■ What you will do:
Reproduce each of the items below verbatim, line for line.

■ Input for this task:

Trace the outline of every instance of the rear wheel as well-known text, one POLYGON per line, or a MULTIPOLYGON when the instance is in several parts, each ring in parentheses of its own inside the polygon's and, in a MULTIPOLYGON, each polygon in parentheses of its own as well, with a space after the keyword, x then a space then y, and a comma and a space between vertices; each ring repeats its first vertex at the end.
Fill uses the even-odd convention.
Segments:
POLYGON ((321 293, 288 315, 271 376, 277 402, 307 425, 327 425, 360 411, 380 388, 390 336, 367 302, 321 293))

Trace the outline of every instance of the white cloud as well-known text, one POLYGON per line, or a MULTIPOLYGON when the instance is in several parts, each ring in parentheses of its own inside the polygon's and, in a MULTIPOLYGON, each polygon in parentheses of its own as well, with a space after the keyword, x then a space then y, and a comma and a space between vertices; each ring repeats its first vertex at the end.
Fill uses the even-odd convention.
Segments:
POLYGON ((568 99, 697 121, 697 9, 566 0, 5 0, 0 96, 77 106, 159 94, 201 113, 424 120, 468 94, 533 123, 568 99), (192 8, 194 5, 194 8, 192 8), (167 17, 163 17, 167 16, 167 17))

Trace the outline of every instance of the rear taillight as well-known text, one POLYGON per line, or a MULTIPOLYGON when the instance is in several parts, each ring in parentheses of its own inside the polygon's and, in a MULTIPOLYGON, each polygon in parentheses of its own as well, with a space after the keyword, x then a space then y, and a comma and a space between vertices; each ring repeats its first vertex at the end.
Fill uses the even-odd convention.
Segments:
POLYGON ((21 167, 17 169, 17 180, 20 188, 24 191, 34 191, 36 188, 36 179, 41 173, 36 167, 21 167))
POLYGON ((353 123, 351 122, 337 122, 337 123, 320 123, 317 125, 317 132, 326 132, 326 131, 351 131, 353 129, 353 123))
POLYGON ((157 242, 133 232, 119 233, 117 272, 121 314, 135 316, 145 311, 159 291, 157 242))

■ Answer for this exercise:
Trace the outline of every instance of the rear wheel as well-known text, one POLYGON per line, or a MULTIPOLYGON when the instance is in several parts, each ring in parentheses of its own inside the polygon's and, in a MULTIPOLYGON, each polygon in parentheses of its own as well, with a space after the keyword, x then a space then y, and a comma and a space between vertices; each ring repeats its first vertex at the end.
Fill uses the even-odd convention.
Segments:
POLYGON ((321 293, 288 315, 271 376, 277 402, 307 425, 327 425, 360 411, 380 388, 390 336, 367 302, 321 293))

Trace the outline of every instance of the white cloud as well-known text, one POLYGON per line, or a MULTIPOLYGON when the instance is in several parts, each ring in parentheses of its own inside the polygon's and, in a MULTIPOLYGON, each polygon in parentheses of its own as well, with a space after the keyword, x then a space then y, and a comma and a space between vertices; each ring repeats its first vertex at the end.
Fill uses the even-odd convention.
Segments:
POLYGON ((568 99, 697 121, 697 9, 566 0, 5 0, 0 96, 77 106, 159 94, 201 113, 424 120, 468 94, 533 123, 568 99), (192 8, 194 5, 194 8, 192 8), (167 17, 163 17, 167 16, 167 17))

Trace the outline of every instance of the rear taillight as well-known text, one POLYGON per line, or a MULTIPOLYGON when the instance is in several parts, each ring in parentheses of its own inside the polygon's and, in a MULTIPOLYGON, each polygon in parentheses of its own as well, with a space after the keyword, x then a space then y, and a comma and a space between vertices; each ring repeats its first vertex at the end.
Fill uses the even-odd convention.
Segments:
POLYGON ((21 167, 17 169, 17 180, 20 188, 24 191, 34 191, 36 188, 36 179, 41 173, 36 167, 21 167))
POLYGON ((353 123, 351 122, 337 122, 337 123, 320 123, 317 125, 317 132, 326 132, 326 131, 351 131, 353 129, 353 123))
POLYGON ((157 242, 133 232, 119 233, 117 272, 121 314, 135 316, 145 311, 159 291, 157 242))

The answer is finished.